Extrait source:
Marasme chez Orchestra : de graves accusations visent le Tribunal de Commerce

Le Poing Publié le 2 juin 2020 à 19:50

L’offre de cession de l’actuel patron de l’entreprise a-t-elle été abusivement favorisée ? L’avocat des salariés parle de « mascarade » et d’un « vrai scandale judiciaire »

Pierre Mestre pourra-t-il continuer de diriger la société Orchestra, naguère présentée comme success-story de l’économie montpelliéraine, mais aujourd’hui en totale déconfiture ? Créée en 1995, rattachée à Prémaman, Orchestra est spécialisée dans le vêtement pour enfants et la puériculture. Elle a compté jusqu’à trois mille huit cent salariés, essentiellement en France et en Suisse, et un réseau de cinq cents magasins, dont quatre-vingt mégastores.

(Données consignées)
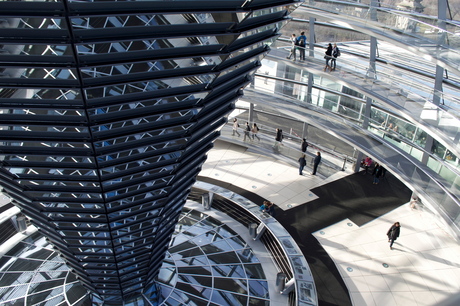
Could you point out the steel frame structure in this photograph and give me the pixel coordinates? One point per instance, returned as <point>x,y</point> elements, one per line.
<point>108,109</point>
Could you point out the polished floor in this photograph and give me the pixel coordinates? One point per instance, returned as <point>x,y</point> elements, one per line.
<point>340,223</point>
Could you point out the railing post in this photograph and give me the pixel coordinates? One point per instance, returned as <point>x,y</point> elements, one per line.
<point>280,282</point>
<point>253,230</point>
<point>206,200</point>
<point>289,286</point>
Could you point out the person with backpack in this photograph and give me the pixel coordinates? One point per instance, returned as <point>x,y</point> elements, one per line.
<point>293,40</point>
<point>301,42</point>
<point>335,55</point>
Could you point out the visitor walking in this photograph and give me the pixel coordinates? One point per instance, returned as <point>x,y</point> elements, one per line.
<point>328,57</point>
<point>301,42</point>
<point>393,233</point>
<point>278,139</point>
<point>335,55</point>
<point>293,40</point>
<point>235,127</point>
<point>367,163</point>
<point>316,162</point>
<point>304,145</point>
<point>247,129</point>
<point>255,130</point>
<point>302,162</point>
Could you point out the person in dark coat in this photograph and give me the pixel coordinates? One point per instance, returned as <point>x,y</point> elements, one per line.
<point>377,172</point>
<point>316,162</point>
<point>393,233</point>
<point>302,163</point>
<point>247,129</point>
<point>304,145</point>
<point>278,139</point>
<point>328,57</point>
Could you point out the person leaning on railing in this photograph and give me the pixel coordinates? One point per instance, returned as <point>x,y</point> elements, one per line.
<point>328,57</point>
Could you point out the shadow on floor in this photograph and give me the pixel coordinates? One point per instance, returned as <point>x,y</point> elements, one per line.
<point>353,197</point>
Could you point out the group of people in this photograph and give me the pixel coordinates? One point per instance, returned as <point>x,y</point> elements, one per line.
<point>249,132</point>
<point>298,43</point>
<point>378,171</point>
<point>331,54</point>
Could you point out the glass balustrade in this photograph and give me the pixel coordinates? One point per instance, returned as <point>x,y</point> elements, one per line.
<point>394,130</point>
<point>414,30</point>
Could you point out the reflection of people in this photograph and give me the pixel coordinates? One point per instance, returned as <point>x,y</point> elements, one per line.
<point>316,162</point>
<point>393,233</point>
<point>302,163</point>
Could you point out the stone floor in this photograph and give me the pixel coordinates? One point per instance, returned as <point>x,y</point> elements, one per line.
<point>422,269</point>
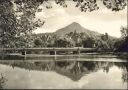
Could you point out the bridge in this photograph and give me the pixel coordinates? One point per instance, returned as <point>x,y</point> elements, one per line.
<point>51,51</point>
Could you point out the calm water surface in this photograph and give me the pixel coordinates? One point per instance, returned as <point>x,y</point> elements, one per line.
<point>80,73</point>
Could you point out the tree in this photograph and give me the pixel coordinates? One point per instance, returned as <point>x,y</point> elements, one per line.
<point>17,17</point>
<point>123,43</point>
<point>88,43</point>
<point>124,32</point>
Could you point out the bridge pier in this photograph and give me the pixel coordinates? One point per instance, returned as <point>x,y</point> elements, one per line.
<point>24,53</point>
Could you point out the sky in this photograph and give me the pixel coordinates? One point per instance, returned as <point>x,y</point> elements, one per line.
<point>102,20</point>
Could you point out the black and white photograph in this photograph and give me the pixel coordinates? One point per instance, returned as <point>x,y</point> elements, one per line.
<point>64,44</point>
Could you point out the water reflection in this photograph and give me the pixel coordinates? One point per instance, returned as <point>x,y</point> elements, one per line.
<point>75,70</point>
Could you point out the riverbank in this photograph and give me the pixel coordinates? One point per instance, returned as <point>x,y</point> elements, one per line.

Exercices:
• 1. Dans les lignes enregistrées, recopiez à l'identique le passage qui va de la ligne contenant « Could you point out the calm » jusqu'à celle contenant « <point>24,53</point> », ces deux lignes comprises.
• 2. Reprenez l'article sur les difficultés d'Orchestra et prolongez-le après sa dernière phrase.
L'article et les lignes forment deux documents indépendants.

Réponses attendues:
• 1.
Could you point out the calm water surface in this photograph and give me the pixel coordinates? One point per instance, returned as <point>x,y</point> elements, one per line.
<point>80,73</point>
Could you point out the tree in this photograph and give me the pixel coordinates? One point per instance, returned as <point>x,y</point> elements, one per line.
<point>17,17</point>
<point>123,43</point>
<point>88,43</point>
<point>124,32</point>
Could you point out the bridge pier in this photograph and give me the pixel coordinates? One point per instance, returned as <point>x,y</point> elements, one per line.
<point>24,53</point>

• 2.
Avec vingt-cinq employés à son siège montpelliérain, elle compte aussi un important entrepôt à Saint-Aunès (plus de cent emplois sur trois mille mètres carrés) et un autre, plus réduit, à Saint-Jean-de-Védas. Derrière cette expansion record, voici déjà quelques années que des alertes ont été lancées (notamment par nos confrères du d’Oc), quant à des méthodes de management aussi détestables pour les salariés, qu’erratiques et hasardeuses sur le plan stratégique.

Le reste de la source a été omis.